Assignment:
Your answer should be every line below that includes the word "bear".

--- Supplied records ---

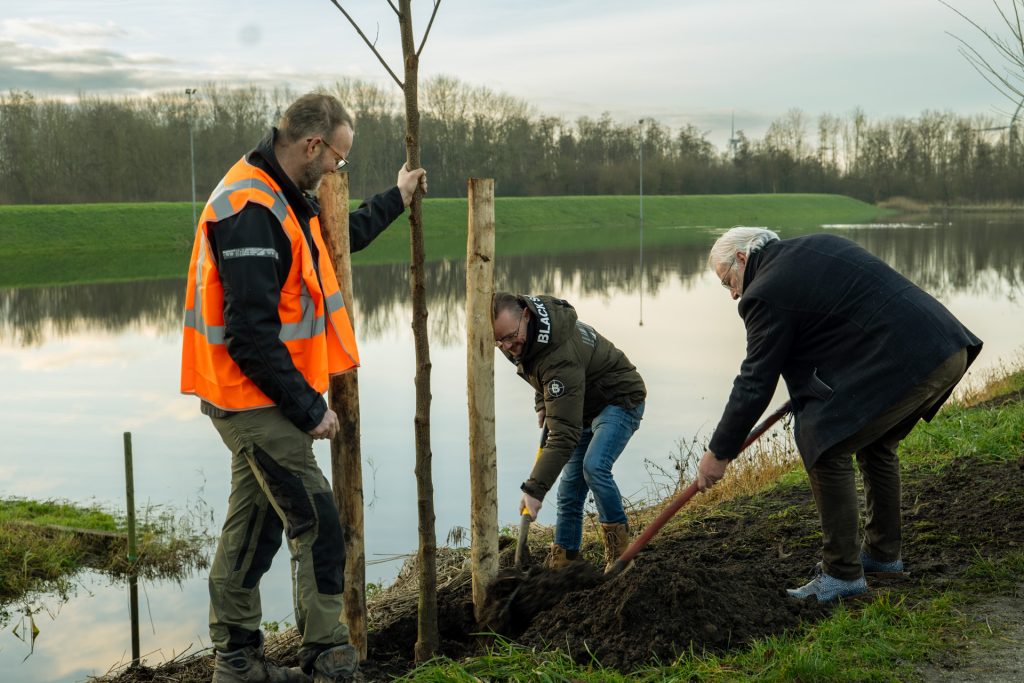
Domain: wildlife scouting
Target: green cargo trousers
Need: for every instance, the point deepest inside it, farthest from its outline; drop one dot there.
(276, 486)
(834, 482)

---
--- Supplied records ---

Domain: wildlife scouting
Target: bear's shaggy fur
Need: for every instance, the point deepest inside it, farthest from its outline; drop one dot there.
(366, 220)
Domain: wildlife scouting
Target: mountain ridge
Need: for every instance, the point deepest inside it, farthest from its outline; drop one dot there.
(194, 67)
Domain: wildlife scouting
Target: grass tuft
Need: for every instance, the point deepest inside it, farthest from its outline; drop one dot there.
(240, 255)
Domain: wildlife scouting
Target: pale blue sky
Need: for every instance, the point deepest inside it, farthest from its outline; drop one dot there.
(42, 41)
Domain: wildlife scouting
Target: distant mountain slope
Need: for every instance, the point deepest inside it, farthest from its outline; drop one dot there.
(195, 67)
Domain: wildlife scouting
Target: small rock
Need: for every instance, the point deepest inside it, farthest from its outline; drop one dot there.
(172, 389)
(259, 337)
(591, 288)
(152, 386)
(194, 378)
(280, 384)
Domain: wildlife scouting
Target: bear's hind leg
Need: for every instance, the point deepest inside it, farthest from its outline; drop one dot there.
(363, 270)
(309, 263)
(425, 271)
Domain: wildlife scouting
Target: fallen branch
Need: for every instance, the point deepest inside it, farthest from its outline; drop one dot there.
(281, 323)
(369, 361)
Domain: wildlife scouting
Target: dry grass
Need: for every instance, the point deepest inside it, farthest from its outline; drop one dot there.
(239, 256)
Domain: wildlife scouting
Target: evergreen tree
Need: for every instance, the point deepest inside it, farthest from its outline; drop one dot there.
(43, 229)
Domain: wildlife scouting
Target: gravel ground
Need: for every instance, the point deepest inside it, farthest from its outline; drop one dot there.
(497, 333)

---

Solution below:
Target: bear's shaggy fur
Target: bear's hind leg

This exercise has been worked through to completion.